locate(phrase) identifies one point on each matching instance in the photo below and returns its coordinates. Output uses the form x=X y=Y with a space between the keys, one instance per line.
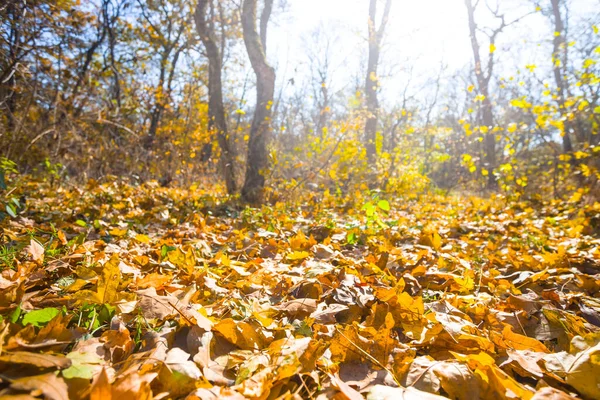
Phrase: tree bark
x=483 y=80
x=372 y=80
x=216 y=110
x=559 y=61
x=254 y=183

Problem description:
Leaving out all pictures, transcribe the listing exactly.

Your response:
locate(phrase) identifies one point on each matching instance in the photo below and returns its coordinates. Output uses the form x=X y=Y with a space between the keys, one instance per line.
Phrase: tree bark
x=483 y=80
x=372 y=80
x=216 y=110
x=559 y=61
x=254 y=183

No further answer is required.